• DÉFI A
D'après l'extrait proposé, où mènent les marches interdites que l'enfant escalade ?

Un jour, un ami à moi, retraité depuis quelques années, m’a expliqué : « J’ai pensé écrire sur ma vie, mais arrivé à mon âge, on n’a pas vraiment envie de regarder et de fouiller son passé et celui de sa famille, pour quoi faire ? ». Je percevais tout au fond de ses yeux l’image folle de sables mouvants prêts à l’avaler à la moindre tentative de retour en arrière. Pour quoi faire ? Ma foi, on a assez bien vécu ou survécu jusqu’ici, pourquoi diable remettre tout en question maintenant ?
Puis j’ai pensé à tous ceux qui font régulièrement des « pauses dans le grenier ». Je m’explique. C’est la fameuse scène qu’on trouve dans plusieurs récits de jeunesse : l’enfant escalade les marches interdites menant au grenier familial pour se faire une petite frayeur (histoire de pimenter des vacances d’été trop longues ou trop vides) et finit par y passer des heures au milieu de vieux meubles, de vieux jouets, de vieilles toiles d’araignées.

• Enregistrements du jeu de données
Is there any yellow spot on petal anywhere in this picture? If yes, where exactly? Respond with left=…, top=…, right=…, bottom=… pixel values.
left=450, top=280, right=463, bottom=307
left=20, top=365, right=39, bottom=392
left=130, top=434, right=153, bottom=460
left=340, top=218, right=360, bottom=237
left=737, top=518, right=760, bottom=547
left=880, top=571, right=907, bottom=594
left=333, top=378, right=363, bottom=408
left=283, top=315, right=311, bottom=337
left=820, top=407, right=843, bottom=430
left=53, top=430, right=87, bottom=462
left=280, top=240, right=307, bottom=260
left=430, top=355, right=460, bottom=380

• DÉFI B
Relevez toutes les lignes qui contiennent la chaîne "values", en tenant compte de la casse.

• SOLUTION A
Au grenier familial.

• SOLUTION B
Is there any yellow spot on petal anywhere in this picture? If yes, where exactly? Respond with left=…, top=…, right=…, bottom=… pixel values.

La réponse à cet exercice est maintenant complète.